◆ **Document extract**:

The undercurrents of the conference as I saw them:

  • Increasing realization that in accountable care, social ills impact the bottom line.
  • Most people are still at the descriptive analytics stage but a few sophisticated players have progressed to predictive.  However actionable cost improvements are achievable with descriptive reporting.
  • Dashboarding is alive and well.
  • EDW solutions require data governance.
  • Data Scientists & statistical skills remain hard to come by in healthcare & outside of major population centers.

A fascinating keynote talk by Anne Milgram, former NJ attorney general, showed the striking parallels between ER visits/hospitalizations and arrests/incarcerations.  In Camden, NJ, there was a 2/3 overlap between superutilizers of both healthcare and the criminal justice system (CJS).  Noting that CJS data is typically public, she hinted this could potentially be integrated with healthcare data for predictives.  Certainly, from an insurer’s viewpoint, entry into the CJS is associated with higher healthcare/insured costs.  As healthcare systems move more into that role via value-based payments, this may be important data to integrate.

I haven’t listened to Don Berwick MD much – I will admit a “part of the problem” bias for his role as a CMS chief administrator, and his estimate that 50% of healthcare is “waste” (see Dr. Torchiana below).  I was floored that Dr. Berwick appeared to be pleading for the soul of medicine – “less stick and carrot”, “we have gone mad with too many (useless) metrics”.  But he did warn there will be winners and losers in medicine going forward, and signalling to me that physicians, particularly specialists, are targeted to be losers.

◆ **Data section**:
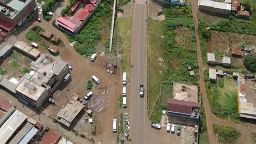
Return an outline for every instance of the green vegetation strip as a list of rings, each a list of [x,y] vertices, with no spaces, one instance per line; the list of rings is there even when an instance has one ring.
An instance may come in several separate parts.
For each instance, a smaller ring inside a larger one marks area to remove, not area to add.
[[[119,109],[121,109],[123,107],[123,95],[119,95],[119,97],[118,97],[118,102],[119,103],[118,104],[118,108],[119,108]]]
[[[166,109],[166,100],[171,98],[171,87],[166,95],[160,91],[162,82],[197,85],[197,64],[194,26],[190,7],[168,7],[163,9],[166,20],[160,22],[149,19],[148,22],[148,113],[151,121],[159,122],[161,111]],[[181,34],[181,32],[185,32]],[[178,39],[177,38],[179,38]],[[190,76],[188,66],[194,76]],[[160,95],[160,97],[159,96]],[[160,97],[160,98],[159,98]],[[154,104],[155,103],[155,105]],[[152,112],[151,112],[152,111]]]
[[[237,143],[241,136],[240,132],[232,127],[217,124],[213,126],[219,143]]]
[[[256,133],[252,133],[251,134],[251,139],[252,139],[254,142],[256,142]]]
[[[117,36],[121,54],[121,71],[127,71],[131,65],[131,17],[118,18],[116,23]]]
[[[96,52],[100,40],[102,40],[103,43],[109,40],[112,12],[110,6],[106,1],[103,1],[80,33],[74,38],[68,37],[69,41],[77,41],[74,47],[78,53],[85,56],[90,56]],[[107,39],[108,40],[104,39]]]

◆ **What the task asks**:
Continue the healthcare analytics conference write-up from its last sentence, about Dr. Berwick's warning of winners and losers in medicine.

◆ **Result of this task**:
David Torchiana MD of Partners Healthcare followed with a nuanced talk reminding us there is value of medicine – and that much of what we flippantly call waste has occurred in the setting of a striking reduction in mortality for treatment of disease over the last 50 years.  It was a soft-spoken counterpoint to Dr. Berwick’s assertions.

Toby Freier and Craig Strauss MD both demonstrated how analytics can impact health significantly while reducing the bottom line, on both the community level and for specialized use cases.  New Ulm Medical Center’s example demonstrated 1) the nimbleness of a smaller entity to evaluate and implement optimized programs and processes on a community-wide basis while Minneapolis Heart Institute demonstrated 2) how advanced use of analytics could save money by reducing complications in high cost situations (e.g. CABG, PTCA, HF) and 3) how analytics could be used to answer clinical questions that there was no good published data on. (e.g. survivability for 90 year olds in TAVR)

Taylor Davis of KLAS research gave a good overview of analytics solutions and satisfaction with them.  Take home points were that the large enterprise solutions (Oracle et al.) had lower levels of customer satisfaction than the healthcare specific vendor solutions (Healthcatalyst, qlik).  Integrated BI solutions within the EHR provided by the EHR vendor, while they integrated well, were criticized as underpowered/insufficient for more than basic reporting.  However, visual exploration services (Tableau) were nearly as well received as the dedicated healthcare solutions.  Good intelligence on these solutions.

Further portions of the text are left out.